## Your instructions:
Copy word for word the lines starting at the one that contains "Is there any door" and ending at the end of the rows.

## Provided material:
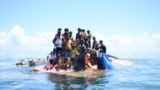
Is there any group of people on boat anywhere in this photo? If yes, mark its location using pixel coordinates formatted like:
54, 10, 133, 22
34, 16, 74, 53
45, 28, 112, 71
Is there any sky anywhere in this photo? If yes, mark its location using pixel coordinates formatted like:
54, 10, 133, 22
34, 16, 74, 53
0, 0, 160, 58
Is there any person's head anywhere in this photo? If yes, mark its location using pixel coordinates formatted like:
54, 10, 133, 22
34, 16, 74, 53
77, 28, 81, 32
57, 32, 61, 37
64, 28, 69, 33
58, 28, 62, 32
50, 51, 53, 55
69, 31, 72, 36
82, 29, 86, 33
79, 39, 84, 44
87, 30, 90, 34
93, 36, 96, 41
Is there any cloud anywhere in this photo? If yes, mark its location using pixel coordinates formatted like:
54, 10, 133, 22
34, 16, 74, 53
0, 25, 160, 56
0, 25, 54, 47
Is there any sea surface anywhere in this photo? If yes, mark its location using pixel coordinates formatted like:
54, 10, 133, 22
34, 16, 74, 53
0, 58, 160, 90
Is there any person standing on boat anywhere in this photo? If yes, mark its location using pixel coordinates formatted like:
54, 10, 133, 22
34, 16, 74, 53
74, 39, 86, 71
92, 37, 99, 50
87, 30, 92, 48
63, 32, 72, 57
99, 40, 106, 53
75, 28, 82, 41
52, 32, 63, 53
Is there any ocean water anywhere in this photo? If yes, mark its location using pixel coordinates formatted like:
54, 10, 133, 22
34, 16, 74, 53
0, 58, 160, 90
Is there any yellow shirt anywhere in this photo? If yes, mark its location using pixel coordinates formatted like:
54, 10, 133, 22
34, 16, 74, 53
71, 50, 79, 58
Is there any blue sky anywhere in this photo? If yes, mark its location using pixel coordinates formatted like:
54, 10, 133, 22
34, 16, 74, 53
0, 0, 160, 56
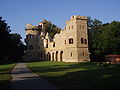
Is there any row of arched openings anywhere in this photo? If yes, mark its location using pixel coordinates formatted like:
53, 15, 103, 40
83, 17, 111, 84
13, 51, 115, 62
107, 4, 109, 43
47, 51, 63, 61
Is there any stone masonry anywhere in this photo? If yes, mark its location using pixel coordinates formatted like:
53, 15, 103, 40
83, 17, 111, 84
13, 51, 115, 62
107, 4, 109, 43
24, 15, 90, 62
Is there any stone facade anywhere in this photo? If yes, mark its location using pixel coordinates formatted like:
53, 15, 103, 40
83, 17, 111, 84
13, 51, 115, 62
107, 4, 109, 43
24, 15, 90, 62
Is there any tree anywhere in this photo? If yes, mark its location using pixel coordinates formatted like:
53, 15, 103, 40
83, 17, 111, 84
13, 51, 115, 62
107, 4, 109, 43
88, 17, 102, 61
92, 21, 120, 59
0, 17, 25, 64
42, 20, 61, 38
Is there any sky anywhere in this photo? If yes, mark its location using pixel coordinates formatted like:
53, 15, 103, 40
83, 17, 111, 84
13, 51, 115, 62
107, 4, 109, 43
0, 0, 120, 41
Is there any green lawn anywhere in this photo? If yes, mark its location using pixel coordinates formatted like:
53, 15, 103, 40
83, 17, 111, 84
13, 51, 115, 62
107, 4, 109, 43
27, 62, 120, 90
0, 64, 15, 90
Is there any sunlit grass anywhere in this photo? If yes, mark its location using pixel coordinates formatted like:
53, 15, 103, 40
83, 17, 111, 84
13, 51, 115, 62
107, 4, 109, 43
0, 64, 15, 90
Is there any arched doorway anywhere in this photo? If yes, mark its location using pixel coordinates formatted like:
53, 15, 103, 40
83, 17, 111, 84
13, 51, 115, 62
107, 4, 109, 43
56, 51, 58, 61
52, 52, 54, 61
47, 52, 51, 61
60, 51, 63, 61
40, 52, 43, 61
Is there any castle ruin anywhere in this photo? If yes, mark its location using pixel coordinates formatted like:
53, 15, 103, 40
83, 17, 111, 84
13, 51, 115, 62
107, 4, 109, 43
24, 15, 90, 62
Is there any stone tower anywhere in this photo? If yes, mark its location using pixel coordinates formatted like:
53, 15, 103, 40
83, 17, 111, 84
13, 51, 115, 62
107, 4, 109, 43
25, 15, 90, 62
65, 15, 89, 62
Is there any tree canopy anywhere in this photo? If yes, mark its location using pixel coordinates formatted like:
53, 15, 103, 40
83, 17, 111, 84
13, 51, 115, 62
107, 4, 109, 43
88, 19, 120, 61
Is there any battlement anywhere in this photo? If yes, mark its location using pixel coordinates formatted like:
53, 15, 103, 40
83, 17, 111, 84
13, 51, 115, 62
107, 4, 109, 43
25, 24, 38, 30
71, 15, 87, 19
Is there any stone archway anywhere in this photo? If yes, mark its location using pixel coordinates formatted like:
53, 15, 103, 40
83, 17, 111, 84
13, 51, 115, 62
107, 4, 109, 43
60, 51, 63, 61
56, 51, 58, 61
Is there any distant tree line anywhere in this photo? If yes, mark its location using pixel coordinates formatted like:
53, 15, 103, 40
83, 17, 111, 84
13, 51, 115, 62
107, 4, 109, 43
0, 17, 25, 64
0, 17, 120, 64
88, 17, 120, 61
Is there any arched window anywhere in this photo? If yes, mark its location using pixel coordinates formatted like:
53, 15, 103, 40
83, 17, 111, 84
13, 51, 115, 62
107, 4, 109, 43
53, 42, 55, 47
69, 26, 70, 30
82, 25, 84, 29
72, 25, 73, 29
85, 39, 87, 44
29, 45, 33, 50
30, 34, 34, 38
46, 39, 48, 48
69, 38, 73, 44
81, 38, 83, 44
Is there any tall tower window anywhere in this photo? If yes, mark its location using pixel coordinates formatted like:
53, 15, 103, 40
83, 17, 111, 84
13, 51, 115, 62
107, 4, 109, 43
30, 34, 34, 38
53, 42, 55, 47
81, 38, 83, 44
72, 25, 73, 29
69, 38, 73, 44
65, 40, 66, 45
69, 26, 70, 30
85, 39, 87, 44
46, 39, 48, 48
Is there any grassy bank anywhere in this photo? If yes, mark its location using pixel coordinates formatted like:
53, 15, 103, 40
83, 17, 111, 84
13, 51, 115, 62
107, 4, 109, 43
0, 64, 15, 90
27, 62, 120, 90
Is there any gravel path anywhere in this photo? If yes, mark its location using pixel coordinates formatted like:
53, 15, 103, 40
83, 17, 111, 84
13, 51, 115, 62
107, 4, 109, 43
10, 63, 59, 90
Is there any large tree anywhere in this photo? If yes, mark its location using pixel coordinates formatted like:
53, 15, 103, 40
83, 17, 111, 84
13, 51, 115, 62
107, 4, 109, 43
42, 20, 61, 38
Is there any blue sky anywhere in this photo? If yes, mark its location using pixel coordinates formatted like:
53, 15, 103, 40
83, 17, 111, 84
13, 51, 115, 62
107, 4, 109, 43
0, 0, 120, 39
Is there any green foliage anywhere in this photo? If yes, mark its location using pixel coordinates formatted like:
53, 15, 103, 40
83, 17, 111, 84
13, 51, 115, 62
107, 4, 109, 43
27, 62, 120, 90
42, 20, 61, 38
0, 17, 25, 64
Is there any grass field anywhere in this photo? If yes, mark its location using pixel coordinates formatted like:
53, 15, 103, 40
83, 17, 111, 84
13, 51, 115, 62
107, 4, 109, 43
0, 64, 15, 90
27, 62, 120, 90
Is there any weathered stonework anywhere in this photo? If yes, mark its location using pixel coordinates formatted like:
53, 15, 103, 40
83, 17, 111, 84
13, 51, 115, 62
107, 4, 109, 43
24, 15, 90, 62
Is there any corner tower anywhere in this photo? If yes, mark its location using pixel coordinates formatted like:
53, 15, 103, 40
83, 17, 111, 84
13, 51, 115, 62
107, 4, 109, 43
65, 15, 90, 62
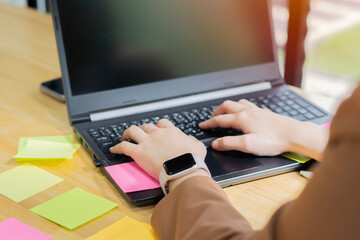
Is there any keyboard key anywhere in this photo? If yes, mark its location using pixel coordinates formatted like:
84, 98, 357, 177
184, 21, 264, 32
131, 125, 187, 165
99, 141, 114, 147
292, 114, 307, 121
95, 137, 111, 143
304, 113, 315, 120
307, 107, 324, 117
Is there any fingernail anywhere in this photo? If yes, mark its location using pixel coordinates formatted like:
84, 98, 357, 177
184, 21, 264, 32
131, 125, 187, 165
212, 140, 219, 148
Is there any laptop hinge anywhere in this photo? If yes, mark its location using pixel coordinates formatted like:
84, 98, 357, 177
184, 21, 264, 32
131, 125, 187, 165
270, 78, 285, 87
71, 115, 90, 125
90, 82, 271, 122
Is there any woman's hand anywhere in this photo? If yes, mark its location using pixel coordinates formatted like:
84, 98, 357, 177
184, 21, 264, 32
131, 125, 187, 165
110, 119, 206, 180
200, 100, 328, 159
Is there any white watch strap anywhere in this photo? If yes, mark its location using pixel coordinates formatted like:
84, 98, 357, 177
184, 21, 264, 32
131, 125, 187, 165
159, 155, 211, 195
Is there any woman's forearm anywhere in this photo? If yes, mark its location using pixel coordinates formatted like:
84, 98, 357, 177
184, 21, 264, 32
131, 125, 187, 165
288, 122, 329, 160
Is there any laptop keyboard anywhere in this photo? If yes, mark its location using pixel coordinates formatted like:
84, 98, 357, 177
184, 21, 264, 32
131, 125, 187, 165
88, 91, 325, 161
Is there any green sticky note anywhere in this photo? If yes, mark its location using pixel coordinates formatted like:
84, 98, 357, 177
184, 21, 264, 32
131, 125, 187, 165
281, 152, 311, 163
14, 139, 80, 161
31, 188, 117, 229
0, 165, 63, 202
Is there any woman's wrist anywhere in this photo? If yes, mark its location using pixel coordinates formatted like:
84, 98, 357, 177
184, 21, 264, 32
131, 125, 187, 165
287, 121, 329, 160
168, 168, 210, 192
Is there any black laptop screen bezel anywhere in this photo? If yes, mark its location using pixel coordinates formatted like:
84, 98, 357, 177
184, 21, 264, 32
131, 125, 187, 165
50, 0, 281, 123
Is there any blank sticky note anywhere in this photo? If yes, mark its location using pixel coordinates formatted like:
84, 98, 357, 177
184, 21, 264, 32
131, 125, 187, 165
321, 122, 331, 128
14, 139, 80, 161
105, 162, 160, 193
0, 165, 63, 202
31, 188, 117, 229
281, 152, 311, 163
18, 135, 74, 153
86, 217, 157, 240
0, 218, 52, 240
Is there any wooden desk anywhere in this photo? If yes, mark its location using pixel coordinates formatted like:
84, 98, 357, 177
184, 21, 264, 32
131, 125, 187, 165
0, 2, 326, 240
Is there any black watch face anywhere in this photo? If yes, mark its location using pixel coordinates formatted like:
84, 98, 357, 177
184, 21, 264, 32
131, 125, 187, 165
164, 153, 196, 175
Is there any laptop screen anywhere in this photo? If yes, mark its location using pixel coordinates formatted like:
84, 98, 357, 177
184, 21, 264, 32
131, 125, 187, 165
57, 0, 274, 96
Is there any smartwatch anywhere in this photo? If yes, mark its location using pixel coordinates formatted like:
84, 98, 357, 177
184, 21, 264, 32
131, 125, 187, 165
159, 153, 211, 195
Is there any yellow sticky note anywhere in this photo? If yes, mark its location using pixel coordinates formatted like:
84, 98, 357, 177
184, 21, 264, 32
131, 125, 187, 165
0, 164, 63, 202
18, 135, 74, 153
86, 217, 157, 240
281, 152, 311, 163
16, 135, 74, 162
14, 139, 80, 161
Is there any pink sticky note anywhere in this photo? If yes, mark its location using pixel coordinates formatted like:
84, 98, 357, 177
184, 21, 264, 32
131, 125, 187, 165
0, 218, 52, 240
105, 162, 160, 193
321, 122, 331, 128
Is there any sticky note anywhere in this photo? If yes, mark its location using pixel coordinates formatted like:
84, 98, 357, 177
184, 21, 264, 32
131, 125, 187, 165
0, 165, 63, 202
86, 217, 157, 240
320, 122, 331, 128
0, 218, 52, 240
281, 152, 311, 163
105, 162, 160, 193
18, 135, 74, 153
31, 188, 117, 229
14, 139, 80, 161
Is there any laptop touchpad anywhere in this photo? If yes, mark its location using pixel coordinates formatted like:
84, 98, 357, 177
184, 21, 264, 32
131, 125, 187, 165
205, 148, 262, 177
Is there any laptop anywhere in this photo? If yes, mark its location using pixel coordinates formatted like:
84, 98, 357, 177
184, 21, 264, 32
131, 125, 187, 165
50, 0, 331, 206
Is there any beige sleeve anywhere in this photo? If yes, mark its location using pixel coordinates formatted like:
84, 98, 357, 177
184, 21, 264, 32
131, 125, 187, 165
151, 88, 360, 240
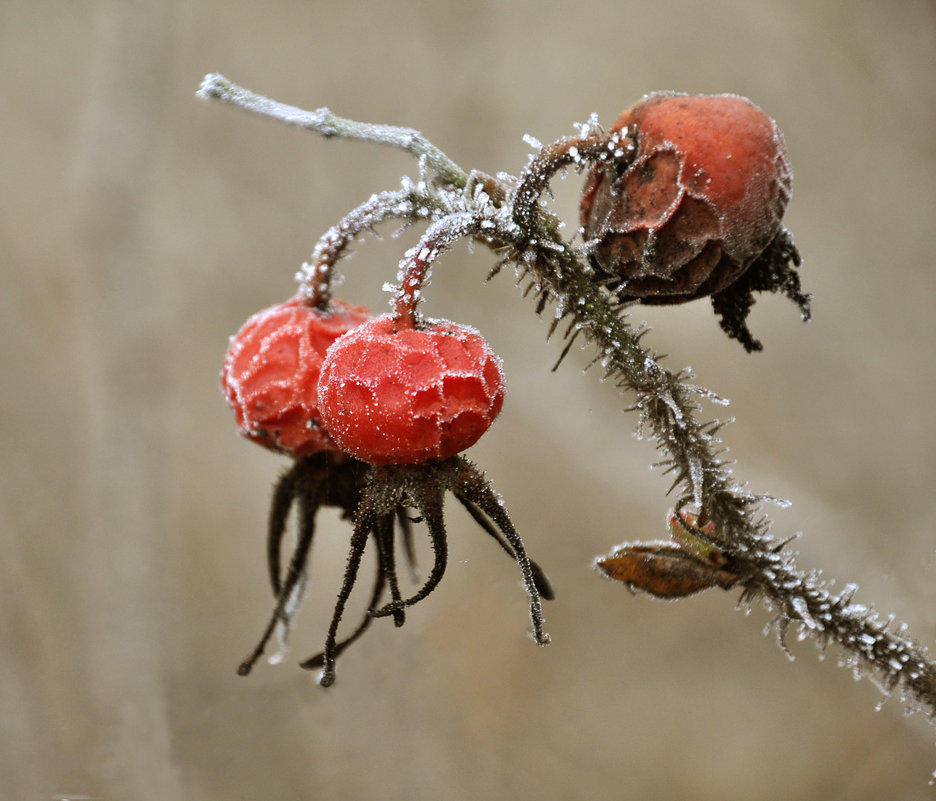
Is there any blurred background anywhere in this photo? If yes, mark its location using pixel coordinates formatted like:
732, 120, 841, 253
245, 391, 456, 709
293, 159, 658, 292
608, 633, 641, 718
0, 0, 936, 801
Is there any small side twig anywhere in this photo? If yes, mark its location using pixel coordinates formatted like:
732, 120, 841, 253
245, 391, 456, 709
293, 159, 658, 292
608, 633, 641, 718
197, 73, 468, 189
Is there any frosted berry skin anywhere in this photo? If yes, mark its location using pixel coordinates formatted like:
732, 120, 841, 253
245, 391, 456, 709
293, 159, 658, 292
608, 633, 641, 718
580, 93, 792, 304
318, 314, 504, 465
221, 295, 372, 456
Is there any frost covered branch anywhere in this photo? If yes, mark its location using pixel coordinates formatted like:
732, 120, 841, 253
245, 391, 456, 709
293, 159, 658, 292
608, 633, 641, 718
199, 75, 936, 736
197, 73, 468, 188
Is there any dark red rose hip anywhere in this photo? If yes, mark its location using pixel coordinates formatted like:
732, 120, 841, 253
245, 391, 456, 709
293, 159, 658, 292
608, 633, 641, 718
580, 93, 792, 303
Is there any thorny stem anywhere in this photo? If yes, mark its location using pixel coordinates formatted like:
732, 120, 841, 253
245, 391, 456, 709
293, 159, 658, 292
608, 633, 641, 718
199, 75, 936, 719
198, 73, 468, 189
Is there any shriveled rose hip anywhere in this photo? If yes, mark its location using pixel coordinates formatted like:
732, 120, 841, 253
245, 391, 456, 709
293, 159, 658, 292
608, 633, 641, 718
580, 93, 792, 304
318, 314, 504, 464
221, 295, 372, 456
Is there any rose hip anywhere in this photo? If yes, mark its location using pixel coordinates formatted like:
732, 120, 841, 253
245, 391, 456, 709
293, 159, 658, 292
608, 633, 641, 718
318, 314, 504, 464
221, 295, 371, 456
580, 93, 792, 304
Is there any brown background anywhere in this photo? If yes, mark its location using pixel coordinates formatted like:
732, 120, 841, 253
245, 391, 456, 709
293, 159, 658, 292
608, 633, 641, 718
0, 0, 936, 801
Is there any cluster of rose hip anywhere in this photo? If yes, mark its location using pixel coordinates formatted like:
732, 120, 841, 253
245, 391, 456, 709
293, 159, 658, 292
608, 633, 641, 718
222, 94, 808, 685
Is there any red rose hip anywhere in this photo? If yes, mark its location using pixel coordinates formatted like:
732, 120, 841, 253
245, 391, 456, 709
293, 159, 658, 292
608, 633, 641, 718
580, 93, 792, 303
221, 295, 371, 456
318, 314, 504, 464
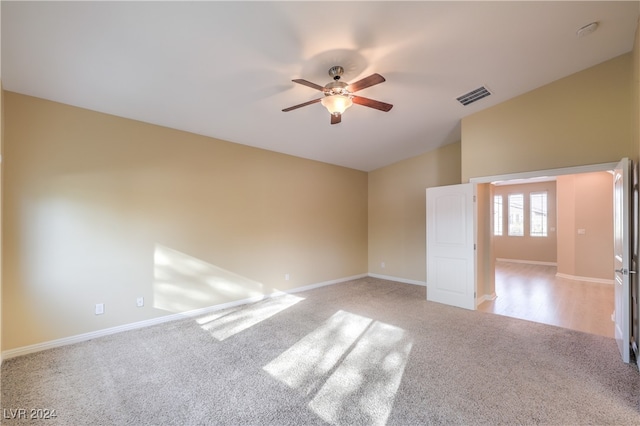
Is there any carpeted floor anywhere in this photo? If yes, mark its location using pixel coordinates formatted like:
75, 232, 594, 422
1, 278, 640, 425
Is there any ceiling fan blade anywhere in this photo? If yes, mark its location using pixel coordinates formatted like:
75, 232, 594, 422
282, 98, 322, 112
347, 74, 387, 93
291, 78, 324, 92
351, 96, 393, 112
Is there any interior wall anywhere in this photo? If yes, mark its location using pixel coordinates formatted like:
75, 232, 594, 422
493, 181, 557, 263
557, 172, 614, 281
2, 92, 368, 351
0, 81, 4, 364
369, 143, 460, 283
631, 19, 640, 365
461, 53, 638, 182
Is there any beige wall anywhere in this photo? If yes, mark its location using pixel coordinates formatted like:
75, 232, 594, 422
493, 181, 557, 263
462, 53, 638, 182
369, 143, 460, 282
2, 92, 370, 351
631, 19, 640, 158
0, 81, 4, 364
557, 172, 613, 280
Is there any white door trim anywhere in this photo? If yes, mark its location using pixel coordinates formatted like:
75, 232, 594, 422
469, 162, 618, 183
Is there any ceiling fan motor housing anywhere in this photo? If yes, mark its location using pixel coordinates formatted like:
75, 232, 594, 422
322, 80, 351, 96
329, 65, 344, 81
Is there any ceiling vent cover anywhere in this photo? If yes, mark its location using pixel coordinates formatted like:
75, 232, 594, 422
456, 86, 491, 106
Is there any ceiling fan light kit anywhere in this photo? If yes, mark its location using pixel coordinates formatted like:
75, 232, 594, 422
282, 65, 393, 124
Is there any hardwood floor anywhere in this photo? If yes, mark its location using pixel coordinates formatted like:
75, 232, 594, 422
478, 262, 614, 337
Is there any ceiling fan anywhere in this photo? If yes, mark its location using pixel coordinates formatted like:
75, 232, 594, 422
282, 65, 393, 124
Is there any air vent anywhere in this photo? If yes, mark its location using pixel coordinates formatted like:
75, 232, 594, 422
456, 86, 491, 106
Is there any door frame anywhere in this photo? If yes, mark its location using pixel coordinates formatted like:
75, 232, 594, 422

## Response:
Is there any door frame anywhere in this photo? If yes, mark its location using pixel coordinates formatted like:
75, 232, 594, 422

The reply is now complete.